> TO DO: Every entry below should come back unchanged, except that the pictures are dropped.
START AVAILABLE DATA
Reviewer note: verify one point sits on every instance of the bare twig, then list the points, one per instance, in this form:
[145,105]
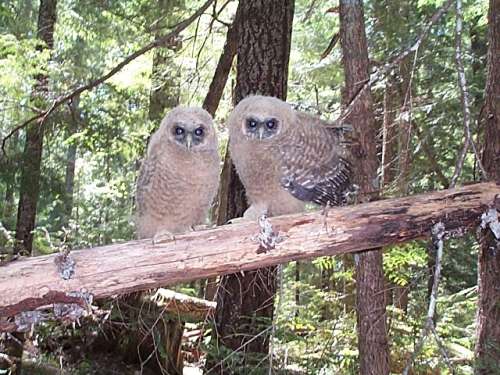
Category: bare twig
[64,98]
[387,67]
[462,83]
[438,233]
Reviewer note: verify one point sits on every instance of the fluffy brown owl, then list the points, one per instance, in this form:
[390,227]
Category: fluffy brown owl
[285,158]
[179,176]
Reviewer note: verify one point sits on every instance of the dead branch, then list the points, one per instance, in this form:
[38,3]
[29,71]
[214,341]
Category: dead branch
[438,234]
[43,115]
[387,67]
[31,283]
[183,305]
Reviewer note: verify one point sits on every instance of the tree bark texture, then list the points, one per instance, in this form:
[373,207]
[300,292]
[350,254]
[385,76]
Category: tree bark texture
[223,68]
[245,300]
[488,316]
[141,265]
[370,300]
[32,156]
[165,78]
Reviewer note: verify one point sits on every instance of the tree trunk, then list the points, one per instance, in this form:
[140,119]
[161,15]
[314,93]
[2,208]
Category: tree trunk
[162,341]
[32,156]
[370,301]
[223,68]
[69,177]
[165,77]
[30,175]
[488,316]
[245,301]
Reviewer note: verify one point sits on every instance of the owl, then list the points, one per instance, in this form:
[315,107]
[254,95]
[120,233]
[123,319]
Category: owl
[286,158]
[179,177]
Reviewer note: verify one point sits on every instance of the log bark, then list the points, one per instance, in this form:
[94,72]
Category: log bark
[106,271]
[245,301]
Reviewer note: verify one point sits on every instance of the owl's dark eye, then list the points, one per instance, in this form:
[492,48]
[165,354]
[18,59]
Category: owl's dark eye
[271,124]
[251,123]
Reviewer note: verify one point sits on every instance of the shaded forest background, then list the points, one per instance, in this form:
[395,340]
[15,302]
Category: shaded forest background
[93,145]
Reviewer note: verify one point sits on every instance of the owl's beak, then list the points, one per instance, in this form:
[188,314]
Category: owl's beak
[189,141]
[261,132]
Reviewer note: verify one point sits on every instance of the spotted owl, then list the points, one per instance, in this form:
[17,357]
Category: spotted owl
[286,158]
[179,177]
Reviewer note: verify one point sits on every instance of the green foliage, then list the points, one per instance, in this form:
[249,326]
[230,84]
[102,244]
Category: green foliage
[111,126]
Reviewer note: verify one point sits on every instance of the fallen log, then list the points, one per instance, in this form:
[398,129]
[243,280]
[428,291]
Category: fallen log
[106,271]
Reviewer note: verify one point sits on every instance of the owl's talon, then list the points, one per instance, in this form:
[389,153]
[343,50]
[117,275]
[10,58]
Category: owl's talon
[198,227]
[162,237]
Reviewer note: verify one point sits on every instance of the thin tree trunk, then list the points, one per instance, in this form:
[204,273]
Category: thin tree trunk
[245,300]
[370,301]
[164,338]
[32,156]
[211,102]
[69,177]
[165,77]
[297,289]
[488,315]
[30,175]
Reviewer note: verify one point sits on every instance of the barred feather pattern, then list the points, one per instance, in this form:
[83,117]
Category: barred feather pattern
[305,161]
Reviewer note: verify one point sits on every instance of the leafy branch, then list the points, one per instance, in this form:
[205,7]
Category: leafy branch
[43,115]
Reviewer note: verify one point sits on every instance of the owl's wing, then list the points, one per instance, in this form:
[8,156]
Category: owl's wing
[314,165]
[144,183]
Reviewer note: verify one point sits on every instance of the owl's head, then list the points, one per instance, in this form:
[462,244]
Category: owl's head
[188,128]
[260,118]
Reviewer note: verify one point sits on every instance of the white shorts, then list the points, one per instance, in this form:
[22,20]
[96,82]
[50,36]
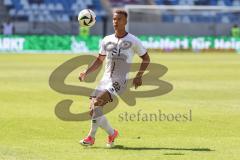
END AVAILABLE DATA
> WRITTEN ANSWER:
Reviewer note: verify one point sits on every instance of the bare twig, then list the points, one per instance, in this form:
[145,105]
Category: bare twig
[64,98]
[387,67]
[462,83]
[438,233]
Reviewer note: verify one point sits on every instance of the fluffy brown owl, then list the points, one per instance, in this form:
[390,227]
Category: fluffy brown owl
[285,158]
[179,176]
Reviewer note: verify one point sits on every instance of the dead branch, then list the points, one per instance, in this form:
[38,3]
[29,71]
[214,341]
Category: dead branch
[438,234]
[43,115]
[387,67]
[31,283]
[183,305]
Reviewer note: verify one point sits on every instance of the tree bark texture, then list the points, one per instance, in this form:
[373,207]
[300,292]
[350,254]
[385,76]
Category: tree bark texture
[223,68]
[245,300]
[488,316]
[141,265]
[370,300]
[32,156]
[165,78]
Reviewer note: verify one point sits on every instance of the tree trunk, then list the points, one per instance, in this form:
[140,119]
[161,15]
[314,93]
[2,208]
Category: tree trunk
[162,341]
[32,156]
[370,301]
[223,68]
[69,177]
[165,77]
[30,175]
[488,316]
[245,301]
Reviewer note: verify one point sits on every instance of the owl, then list the points, one per instance, in this form:
[315,107]
[254,95]
[120,233]
[123,319]
Category: owl
[286,158]
[179,177]
Reviewer note: verify one point sits on every instance of the log bark, then list the points, one per instance, in this form:
[94,72]
Category: log bark
[106,271]
[245,301]
Reviewer note: verify one point sits on every instance of the owl's dark eye, then list the points, one per instance, in this form:
[492,48]
[165,354]
[18,59]
Category: owl's dark eye
[271,124]
[251,123]
Reviewer note: verify one point sits on every instance of the shaded forest background, then list the points, one per instance, in this form:
[395,340]
[15,302]
Category: shaded forest background
[93,145]
Reviewer note: verify one point sits on every instance of the owl's beak, then list the points, one per instance, in this form:
[188,314]
Category: owl's beak
[189,141]
[261,132]
Reviewer note: verify one point sits on every instance of the spotted owl, then list the points, one per instance, in this form:
[17,357]
Category: spotted owl
[286,158]
[179,177]
Reviewer note: verify one point sits on every instance of the green foliage, then list the points, one per instance, in this form:
[249,326]
[230,84]
[102,244]
Category: green foliage
[111,126]
Reviewer note: verify one point sits on every instance of the fallen log, then list the points, one per instance, in this form:
[398,129]
[243,280]
[428,291]
Category: fallen log
[106,271]
Reviewer note: verify one point sits on every instance of the owl's talon, then list the points, one per instance, in this form:
[389,153]
[343,50]
[117,275]
[10,58]
Category: owl's talon
[198,227]
[162,237]
Reviewer note: verify one point sits on every instance of the thin tree trunk, then list the points, one per instance, in this form:
[204,273]
Category: thin tree trunk
[245,300]
[370,301]
[164,338]
[32,156]
[211,102]
[69,177]
[165,77]
[297,289]
[488,315]
[30,175]
Reviewer note: verify one point sits on every instance of the barred feather pattern, then list the points, one per instance, in this form:
[83,117]
Category: barred feather pattern
[305,161]
Reviewer note: verify one point sits on every instance of the leafy branch, then list the points, one per instance, in this form:
[205,7]
Category: leafy branch
[43,115]
Reviewer note: verify one point sits on every instance of the owl's wing, then list the points, one per instance, in this form:
[8,156]
Category: owl's wing
[314,165]
[144,183]
Reviewer note: verify one point sits on every instance of the owl's head, then list the points, one per instance, in this form:
[462,244]
Category: owl's head
[188,128]
[260,118]
Reviewer note: verify one point sits on every instance of the white shorts, then list the points, one per instance, in this form:
[22,20]
[96,82]
[50,36]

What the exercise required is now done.